James Richard vowed to make something of himself as soon as he was old enough to work and that he did. When Alabama Power Company was being founded he was one of it's first and most generous stock holders. Then came Andala, a sewing factory to hire women who had never had such opportunities in the south before. James invested. Other things equally important, James invested. Soon he was investing in land to give each of his children a place of their own with a house on it. He was a merchant, a post master and foremost, a stockbroker.
But all was not rosy for this couple. James and Elizabeth saw six of their children die young. Baby George was attacked by a wild hog while sitting on his " pallet" at the "wash place" and killed . Alma a beautiful brunette and only seventeen, died with what we now guess was acute appendicitis. Then they didn't even know there were appendix in people. Gid Smith was employed by Andala Company and was tricked into an open elevator shaft from which the elevator had been sent to the basement while this was on fifth floor. It was an April fool's prank on April 1, 1930. He fell five stories onto the top of the elevator and died instantly. Ida Smith Sowell , and Annie Smith Lanier died in their twenties both leaving small children and Calvin died in 1931 leaving eight children. James and Elizabeth were not independently successful in life but jointly successful. She was always helping him keep down expenses and when he bought her her first wood stove she thought it excessively extravagant and was slow to give up the fireplace utensils.
James R. Smith became ill and after a few months of suffering he closed his eyes in death on a cool December
morning in 1949 leaving Elizabeth to live with her only living daughter, Lula Lanier, for another fourteen years .
They are both resting among their children on Smith Row in Bethel.

## AIM 1
State how many lines of the entries contain the string "jersey", counting only matches in the same case. Give the number alone.
The family history above has no connection to the entries that follow it.

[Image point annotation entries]
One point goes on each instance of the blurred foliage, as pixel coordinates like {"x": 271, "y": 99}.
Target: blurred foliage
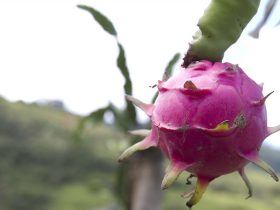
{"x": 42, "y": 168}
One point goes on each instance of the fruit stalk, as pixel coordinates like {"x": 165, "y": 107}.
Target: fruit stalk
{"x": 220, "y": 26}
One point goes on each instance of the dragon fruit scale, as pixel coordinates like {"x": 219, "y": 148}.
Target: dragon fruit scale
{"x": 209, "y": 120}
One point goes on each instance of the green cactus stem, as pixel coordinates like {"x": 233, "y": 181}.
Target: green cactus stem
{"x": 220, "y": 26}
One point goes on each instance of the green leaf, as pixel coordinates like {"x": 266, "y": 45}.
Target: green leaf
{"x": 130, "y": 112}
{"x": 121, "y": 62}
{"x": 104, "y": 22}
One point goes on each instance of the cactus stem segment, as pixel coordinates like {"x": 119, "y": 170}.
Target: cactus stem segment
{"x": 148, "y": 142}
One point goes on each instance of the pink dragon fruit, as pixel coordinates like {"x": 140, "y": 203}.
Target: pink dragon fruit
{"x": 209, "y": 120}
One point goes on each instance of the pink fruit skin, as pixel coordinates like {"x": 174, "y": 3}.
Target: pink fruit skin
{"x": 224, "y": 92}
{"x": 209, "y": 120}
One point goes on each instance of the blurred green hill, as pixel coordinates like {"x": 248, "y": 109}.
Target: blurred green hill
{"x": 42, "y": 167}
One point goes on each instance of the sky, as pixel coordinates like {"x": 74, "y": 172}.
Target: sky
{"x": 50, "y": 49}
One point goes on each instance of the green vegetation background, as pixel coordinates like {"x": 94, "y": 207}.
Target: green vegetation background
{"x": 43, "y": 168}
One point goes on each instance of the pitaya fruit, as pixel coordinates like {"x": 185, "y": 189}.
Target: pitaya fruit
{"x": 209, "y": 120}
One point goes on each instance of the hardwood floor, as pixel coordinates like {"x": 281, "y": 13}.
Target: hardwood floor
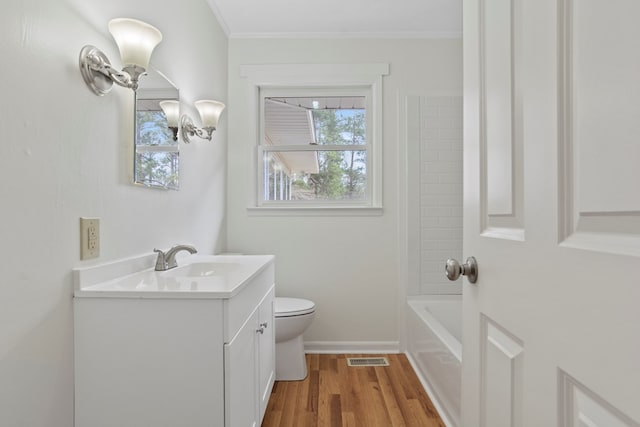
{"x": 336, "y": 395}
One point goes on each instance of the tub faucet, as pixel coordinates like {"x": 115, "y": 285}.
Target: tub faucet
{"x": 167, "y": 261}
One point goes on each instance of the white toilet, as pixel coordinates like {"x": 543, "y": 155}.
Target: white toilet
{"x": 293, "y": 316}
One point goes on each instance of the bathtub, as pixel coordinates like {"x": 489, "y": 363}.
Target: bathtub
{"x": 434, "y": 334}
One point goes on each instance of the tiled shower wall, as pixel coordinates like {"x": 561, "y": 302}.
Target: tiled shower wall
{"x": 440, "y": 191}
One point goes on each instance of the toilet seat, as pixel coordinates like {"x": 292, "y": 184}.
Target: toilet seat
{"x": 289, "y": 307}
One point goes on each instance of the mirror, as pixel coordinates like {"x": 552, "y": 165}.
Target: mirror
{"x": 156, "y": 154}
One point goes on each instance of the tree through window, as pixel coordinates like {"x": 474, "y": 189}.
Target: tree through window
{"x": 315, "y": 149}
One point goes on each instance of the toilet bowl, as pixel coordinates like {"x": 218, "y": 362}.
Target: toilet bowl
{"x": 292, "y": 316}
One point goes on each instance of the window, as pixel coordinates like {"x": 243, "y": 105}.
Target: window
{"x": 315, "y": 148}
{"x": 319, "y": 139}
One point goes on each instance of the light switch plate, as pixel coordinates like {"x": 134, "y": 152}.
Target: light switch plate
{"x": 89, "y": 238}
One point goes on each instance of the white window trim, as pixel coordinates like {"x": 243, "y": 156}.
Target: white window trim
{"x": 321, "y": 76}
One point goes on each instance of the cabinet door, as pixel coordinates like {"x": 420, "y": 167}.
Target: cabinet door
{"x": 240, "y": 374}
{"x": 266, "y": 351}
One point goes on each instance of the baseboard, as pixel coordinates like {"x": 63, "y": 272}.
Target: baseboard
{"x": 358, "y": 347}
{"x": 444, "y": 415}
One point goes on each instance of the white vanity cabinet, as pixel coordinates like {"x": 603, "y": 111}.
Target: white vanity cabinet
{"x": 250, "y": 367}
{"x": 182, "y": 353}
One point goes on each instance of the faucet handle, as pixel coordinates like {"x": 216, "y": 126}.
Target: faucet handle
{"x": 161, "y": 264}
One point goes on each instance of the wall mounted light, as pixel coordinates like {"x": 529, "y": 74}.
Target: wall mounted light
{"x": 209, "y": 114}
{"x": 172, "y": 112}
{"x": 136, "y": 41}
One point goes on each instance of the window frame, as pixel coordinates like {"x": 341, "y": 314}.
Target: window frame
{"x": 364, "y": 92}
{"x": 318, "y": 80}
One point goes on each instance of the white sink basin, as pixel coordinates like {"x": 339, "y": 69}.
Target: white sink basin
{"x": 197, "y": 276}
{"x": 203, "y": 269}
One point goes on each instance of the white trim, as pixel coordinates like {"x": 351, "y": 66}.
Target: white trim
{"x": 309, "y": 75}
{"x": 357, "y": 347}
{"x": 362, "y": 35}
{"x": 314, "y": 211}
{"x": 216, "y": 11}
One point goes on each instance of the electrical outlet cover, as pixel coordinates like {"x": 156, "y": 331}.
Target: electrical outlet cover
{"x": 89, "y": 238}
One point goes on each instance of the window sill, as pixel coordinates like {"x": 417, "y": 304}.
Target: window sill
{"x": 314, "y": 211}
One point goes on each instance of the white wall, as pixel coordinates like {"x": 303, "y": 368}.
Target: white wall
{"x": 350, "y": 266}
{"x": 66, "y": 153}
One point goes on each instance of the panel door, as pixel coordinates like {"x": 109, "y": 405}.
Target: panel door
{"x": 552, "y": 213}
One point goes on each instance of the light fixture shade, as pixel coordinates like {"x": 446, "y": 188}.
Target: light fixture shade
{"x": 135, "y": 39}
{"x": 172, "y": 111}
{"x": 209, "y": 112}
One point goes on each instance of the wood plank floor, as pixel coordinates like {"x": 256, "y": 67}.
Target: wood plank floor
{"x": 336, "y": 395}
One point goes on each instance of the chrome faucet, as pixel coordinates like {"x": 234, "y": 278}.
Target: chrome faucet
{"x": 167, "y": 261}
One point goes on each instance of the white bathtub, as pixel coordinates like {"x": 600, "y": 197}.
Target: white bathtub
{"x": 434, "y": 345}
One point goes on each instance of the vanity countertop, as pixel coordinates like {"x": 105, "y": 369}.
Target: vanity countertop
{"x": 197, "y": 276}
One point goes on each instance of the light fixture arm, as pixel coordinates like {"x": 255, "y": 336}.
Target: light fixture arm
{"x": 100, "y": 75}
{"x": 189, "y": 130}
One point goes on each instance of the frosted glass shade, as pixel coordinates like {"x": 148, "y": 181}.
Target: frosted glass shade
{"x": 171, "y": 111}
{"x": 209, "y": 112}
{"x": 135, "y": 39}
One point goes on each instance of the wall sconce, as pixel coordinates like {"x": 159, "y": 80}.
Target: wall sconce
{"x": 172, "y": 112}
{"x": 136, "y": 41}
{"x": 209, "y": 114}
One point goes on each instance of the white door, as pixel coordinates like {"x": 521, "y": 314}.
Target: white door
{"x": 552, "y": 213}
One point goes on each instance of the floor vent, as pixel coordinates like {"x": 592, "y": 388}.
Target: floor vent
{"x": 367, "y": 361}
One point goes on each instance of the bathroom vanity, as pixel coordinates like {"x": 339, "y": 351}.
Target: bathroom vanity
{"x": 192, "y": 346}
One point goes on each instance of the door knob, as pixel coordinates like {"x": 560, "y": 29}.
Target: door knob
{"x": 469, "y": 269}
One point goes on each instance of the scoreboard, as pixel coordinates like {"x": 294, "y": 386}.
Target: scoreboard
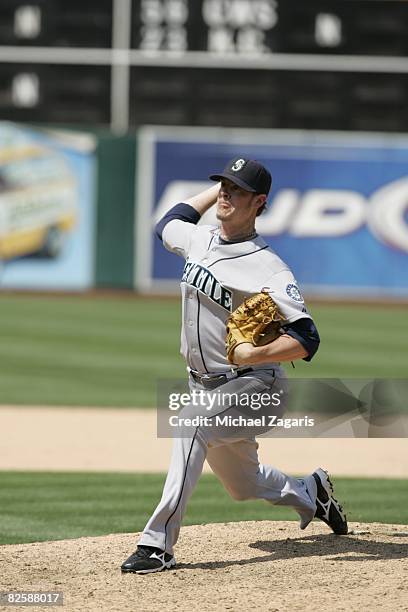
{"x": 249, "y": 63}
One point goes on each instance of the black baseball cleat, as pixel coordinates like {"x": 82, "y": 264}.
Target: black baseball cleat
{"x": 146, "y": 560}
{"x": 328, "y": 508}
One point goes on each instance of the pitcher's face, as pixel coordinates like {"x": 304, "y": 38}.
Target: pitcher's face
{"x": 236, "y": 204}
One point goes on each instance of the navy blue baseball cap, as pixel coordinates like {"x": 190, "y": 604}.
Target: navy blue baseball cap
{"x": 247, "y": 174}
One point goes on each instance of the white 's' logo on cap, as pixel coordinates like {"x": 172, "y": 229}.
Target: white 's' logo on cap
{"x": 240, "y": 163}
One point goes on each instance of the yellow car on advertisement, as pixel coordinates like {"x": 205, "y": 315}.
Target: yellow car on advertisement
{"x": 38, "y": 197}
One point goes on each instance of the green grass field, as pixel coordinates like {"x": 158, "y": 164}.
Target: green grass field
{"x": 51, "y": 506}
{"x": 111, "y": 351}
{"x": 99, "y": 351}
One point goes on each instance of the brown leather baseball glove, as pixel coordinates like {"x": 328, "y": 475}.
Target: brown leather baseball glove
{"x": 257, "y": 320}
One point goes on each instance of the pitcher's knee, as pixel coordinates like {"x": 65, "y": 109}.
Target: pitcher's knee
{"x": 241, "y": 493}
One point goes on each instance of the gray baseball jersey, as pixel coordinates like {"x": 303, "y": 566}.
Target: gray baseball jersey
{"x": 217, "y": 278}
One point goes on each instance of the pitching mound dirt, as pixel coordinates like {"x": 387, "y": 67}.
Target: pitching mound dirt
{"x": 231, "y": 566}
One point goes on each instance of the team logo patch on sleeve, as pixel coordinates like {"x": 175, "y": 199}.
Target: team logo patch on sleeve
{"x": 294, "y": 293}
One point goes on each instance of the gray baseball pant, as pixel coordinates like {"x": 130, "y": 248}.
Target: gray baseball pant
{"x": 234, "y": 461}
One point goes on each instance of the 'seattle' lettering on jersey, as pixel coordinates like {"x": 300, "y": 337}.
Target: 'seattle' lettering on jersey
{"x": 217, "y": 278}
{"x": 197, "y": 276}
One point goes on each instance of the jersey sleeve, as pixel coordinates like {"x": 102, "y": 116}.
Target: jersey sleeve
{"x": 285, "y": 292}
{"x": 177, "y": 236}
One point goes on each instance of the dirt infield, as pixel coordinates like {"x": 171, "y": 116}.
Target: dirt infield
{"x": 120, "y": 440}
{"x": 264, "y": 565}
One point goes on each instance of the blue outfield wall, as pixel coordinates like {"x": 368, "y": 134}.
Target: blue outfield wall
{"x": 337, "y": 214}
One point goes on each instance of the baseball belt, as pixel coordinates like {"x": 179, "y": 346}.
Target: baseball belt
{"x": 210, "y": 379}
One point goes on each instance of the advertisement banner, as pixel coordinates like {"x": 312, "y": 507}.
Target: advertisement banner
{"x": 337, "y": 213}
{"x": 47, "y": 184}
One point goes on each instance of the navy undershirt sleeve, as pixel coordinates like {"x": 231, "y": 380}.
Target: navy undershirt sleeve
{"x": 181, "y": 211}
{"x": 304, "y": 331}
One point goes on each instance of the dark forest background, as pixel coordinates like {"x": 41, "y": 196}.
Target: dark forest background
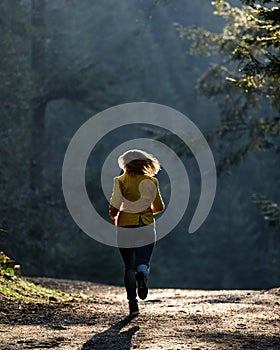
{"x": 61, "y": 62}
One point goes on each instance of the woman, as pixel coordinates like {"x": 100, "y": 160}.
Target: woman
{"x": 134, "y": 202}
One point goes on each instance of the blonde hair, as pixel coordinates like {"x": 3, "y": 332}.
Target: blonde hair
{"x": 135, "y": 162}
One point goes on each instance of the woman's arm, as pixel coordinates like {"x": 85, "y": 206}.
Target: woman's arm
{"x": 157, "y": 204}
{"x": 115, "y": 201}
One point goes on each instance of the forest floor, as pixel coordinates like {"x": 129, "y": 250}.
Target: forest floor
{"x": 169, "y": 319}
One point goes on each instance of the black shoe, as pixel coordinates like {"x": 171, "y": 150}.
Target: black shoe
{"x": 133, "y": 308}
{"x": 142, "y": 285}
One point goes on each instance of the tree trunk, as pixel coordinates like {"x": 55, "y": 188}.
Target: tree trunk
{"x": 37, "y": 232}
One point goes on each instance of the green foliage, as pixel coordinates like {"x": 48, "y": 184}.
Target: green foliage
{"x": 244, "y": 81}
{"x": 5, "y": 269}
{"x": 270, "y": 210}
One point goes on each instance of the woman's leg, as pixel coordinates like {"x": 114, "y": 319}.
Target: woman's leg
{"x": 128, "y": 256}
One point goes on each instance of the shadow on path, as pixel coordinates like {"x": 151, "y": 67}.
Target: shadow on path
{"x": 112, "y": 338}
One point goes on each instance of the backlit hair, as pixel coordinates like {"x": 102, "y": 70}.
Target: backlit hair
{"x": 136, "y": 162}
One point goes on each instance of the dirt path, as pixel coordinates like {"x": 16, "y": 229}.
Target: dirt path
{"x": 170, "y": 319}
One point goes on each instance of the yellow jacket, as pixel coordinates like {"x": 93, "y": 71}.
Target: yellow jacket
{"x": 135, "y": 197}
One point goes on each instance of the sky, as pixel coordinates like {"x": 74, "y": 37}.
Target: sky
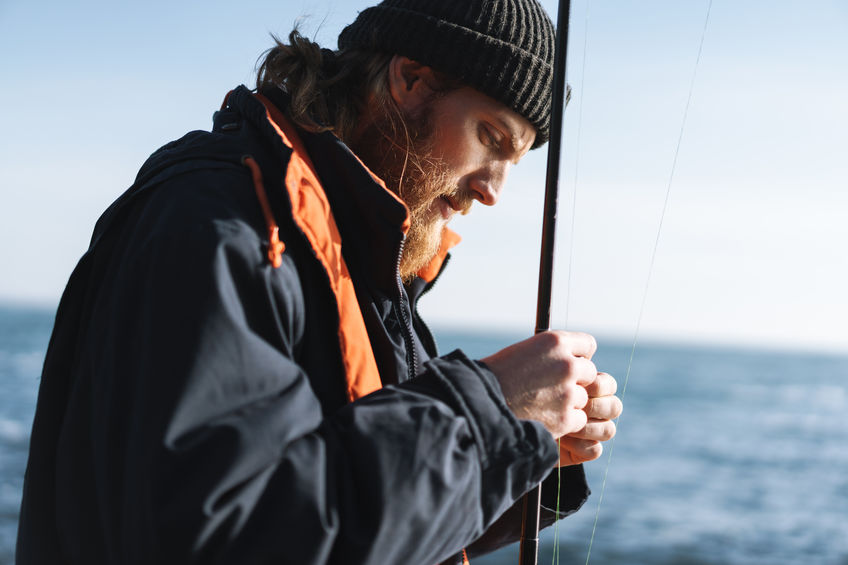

## AIM 2
Name each of James and Elizabeth's children whose death is recounted in the family history.

## COMPLETE ANSWER 1
6

## COMPLETE ANSWER 2
George, Alma, Gid Smith, Ida Smith Sowell, Annie Smith Lanier, Calvin